§ Task
Reproduce the data below verbatim from the line containing "Shelf-audit tool: tag the three" through its final line, and produce nothing more.

§ Data in this exercise
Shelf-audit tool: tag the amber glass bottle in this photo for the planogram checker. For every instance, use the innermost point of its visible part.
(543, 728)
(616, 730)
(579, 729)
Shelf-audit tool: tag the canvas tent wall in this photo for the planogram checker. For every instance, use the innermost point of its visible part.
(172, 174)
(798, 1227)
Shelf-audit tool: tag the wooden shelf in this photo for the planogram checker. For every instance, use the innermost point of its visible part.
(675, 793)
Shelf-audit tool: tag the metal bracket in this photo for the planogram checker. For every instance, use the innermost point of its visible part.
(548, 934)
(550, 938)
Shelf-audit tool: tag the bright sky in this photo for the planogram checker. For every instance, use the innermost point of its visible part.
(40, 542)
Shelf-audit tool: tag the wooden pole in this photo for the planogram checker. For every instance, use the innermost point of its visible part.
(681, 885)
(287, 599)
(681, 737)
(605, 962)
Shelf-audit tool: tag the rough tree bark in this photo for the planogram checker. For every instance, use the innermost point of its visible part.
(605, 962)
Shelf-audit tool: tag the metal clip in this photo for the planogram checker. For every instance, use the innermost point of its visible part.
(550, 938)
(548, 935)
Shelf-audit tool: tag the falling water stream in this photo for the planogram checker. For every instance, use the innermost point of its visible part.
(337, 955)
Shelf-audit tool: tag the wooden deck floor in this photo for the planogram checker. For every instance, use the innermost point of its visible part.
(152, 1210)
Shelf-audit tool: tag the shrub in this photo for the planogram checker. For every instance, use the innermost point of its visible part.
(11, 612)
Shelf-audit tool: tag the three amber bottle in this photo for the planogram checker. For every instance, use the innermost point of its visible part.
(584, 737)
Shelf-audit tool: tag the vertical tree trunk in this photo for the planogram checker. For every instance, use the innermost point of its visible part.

§ Task solution
Shelf-audit tool: tag the three amber bottle in this photo for the planogram checker. For every instance, use the innermost point of its visible part.
(584, 737)
Shelf-audit tool: tag the vertical tree trunk in this photo for the planogram checker. For every instance, use the innermost point of its visible part.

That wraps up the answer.